What to work on: Continue the write-up on deep convolutional and residual networks, starting after its last sentence.

I will now repeat the verification I did above, but with **Convolutional** Neural Networks.
This specific part of the exercise focuses on revealing that **deeper** CNNs *without* residual connections do not always work better, and **even deeper** ones *with* residual connections.

**Note**: MNIST is *very* easy to work on (at least up to about 99% accuracy), so I will work on **CIFAR10** from now on.

Launching the `model_pipeline` function with its proper configuration allows me to observe the performance of multiple kinds of Convolutional architectures.

The focus, here, is on playing with the total **depth** (i.e. the number of layers) of the network, while maintaining the general architecture untouched, in order to show that a **deeper** ConvNet provides better performances, **up to a certain depth (!)**.

All logs and trackings of my runs are available on Weights & Biases, at [this link](https://wandb.ai/giovancombo/DLA_Lab1_CNN?workspace=user-giovancombo).

...Well, as previously said, reaching a very high Validation Accuracy on **MNIST** is *very* easy.
Let's try then to train some ConvNets on the **CIFAR10** dataset.

-----
## Exercise 2: Choose at Least One

Let's now deepen our understanding of Deep Networks for visual recognition.

+ Firstly, I will find a quantitative answer about *how* and *why* Redidual Networks learn more efficiently than their Convolutional counterparts.

Supplied information:
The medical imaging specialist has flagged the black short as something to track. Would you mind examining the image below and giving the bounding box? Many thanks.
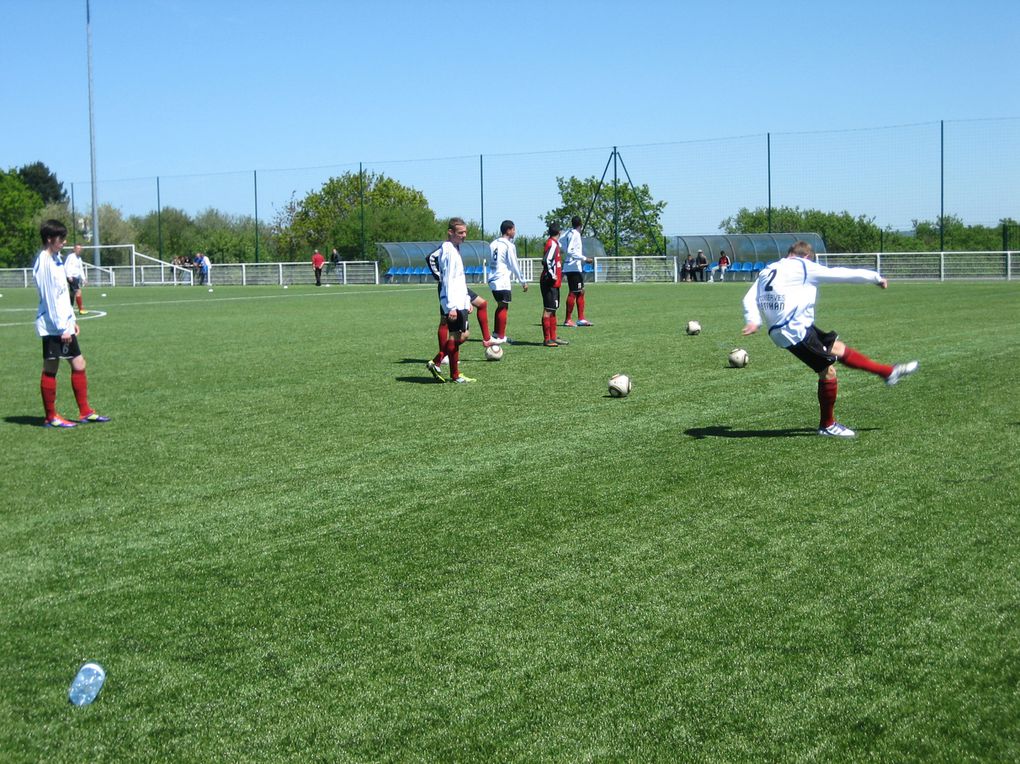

Solved problem:
+ Secondly, I will become a *network surgeon*, trying to fully-convolutionalize a network by acting on its final layers.
+ Thirdly, I will try to implement *Class Activation Maps*, in order to see which parts of an image were the most decisive for its classification.

### Exercise 2.1: Explain why Residual Connections are so effective

The question *"Why Residual Networks learn more efficiently than Convolutional Networks?"* can find an answer by looking at the gradient magnitudes passing through the networks, during backpropagation.

`wandb.watch(log = "all")` tells *Weights & Biases* to log *gradients* and *parameters*' evolution in all the layers of the network. This functionality is useful to graphically visualize the concept of **Vanishing Gradients**.

For this exercise, I firstly tried to run a basic *MLP*, and then an *MLP with Residual Connections*. Honestly, at the time, I didn't think that this could be a very clever idea, since I've always seen Residuals been added only on Convolutional Networks, but... I decided to give it a try anyway.

As mentioned before, I compared these two architectures by challenging them on their performance over their **depth** (i.t. their number of layers).

A basic **10-layer MLP** is seen suffering from Vanishing Gradients, with its accuracy dropping all the way down to 10%, that means picking a class **by chance**.

As mentioned in the original [ResNet paper](https://arxiv.org/abs/1512.03385), a higher number of layers leads to not only higher validation loss, but also a *higher training loss*: this means that we are not facing overfitting, but in the "weird" behavior that a deeper model shows itself.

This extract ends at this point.